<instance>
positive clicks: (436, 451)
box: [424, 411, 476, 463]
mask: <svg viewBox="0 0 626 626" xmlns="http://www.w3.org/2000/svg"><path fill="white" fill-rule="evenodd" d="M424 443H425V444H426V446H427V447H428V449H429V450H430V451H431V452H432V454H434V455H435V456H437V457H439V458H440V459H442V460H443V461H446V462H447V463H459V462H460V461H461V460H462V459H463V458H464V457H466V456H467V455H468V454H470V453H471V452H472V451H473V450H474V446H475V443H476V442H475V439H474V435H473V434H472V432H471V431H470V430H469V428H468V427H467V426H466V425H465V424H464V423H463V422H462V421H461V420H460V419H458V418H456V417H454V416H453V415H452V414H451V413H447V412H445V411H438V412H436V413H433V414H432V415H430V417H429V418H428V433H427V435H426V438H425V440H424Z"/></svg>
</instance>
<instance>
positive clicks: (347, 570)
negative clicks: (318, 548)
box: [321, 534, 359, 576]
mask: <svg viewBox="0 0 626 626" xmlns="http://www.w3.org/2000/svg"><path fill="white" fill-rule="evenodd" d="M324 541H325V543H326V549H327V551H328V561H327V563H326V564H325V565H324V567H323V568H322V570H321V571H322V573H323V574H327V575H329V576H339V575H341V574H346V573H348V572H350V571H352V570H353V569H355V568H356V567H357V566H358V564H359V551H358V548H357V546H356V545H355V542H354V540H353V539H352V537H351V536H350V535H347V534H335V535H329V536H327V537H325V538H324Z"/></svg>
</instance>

* [Exercise prompt] Reproduce without any change the lines from the beginning of the records through the line containing "box: [321, 534, 359, 576]", including both ends.

* [Result of this task]
<instance>
positive clicks: (436, 451)
box: [424, 411, 476, 463]
mask: <svg viewBox="0 0 626 626" xmlns="http://www.w3.org/2000/svg"><path fill="white" fill-rule="evenodd" d="M424 443H425V444H426V446H427V447H428V449H429V450H430V451H431V452H432V454H434V455H435V456H437V457H439V458H440V459H442V460H443V461H446V462H447V463H459V462H460V461H461V460H462V459H463V458H464V457H466V456H467V455H468V454H470V453H471V452H472V451H473V450H474V446H475V443H476V442H475V439H474V435H473V434H472V432H471V431H470V430H469V428H468V427H467V426H466V425H465V424H464V423H463V422H462V421H461V420H460V419H458V418H456V417H454V416H453V415H452V414H451V413H447V412H445V411H438V412H436V413H433V414H432V415H430V417H429V418H428V433H427V435H426V438H425V440H424Z"/></svg>
</instance>
<instance>
positive clicks: (347, 570)
negative clicks: (318, 548)
box: [321, 534, 359, 576]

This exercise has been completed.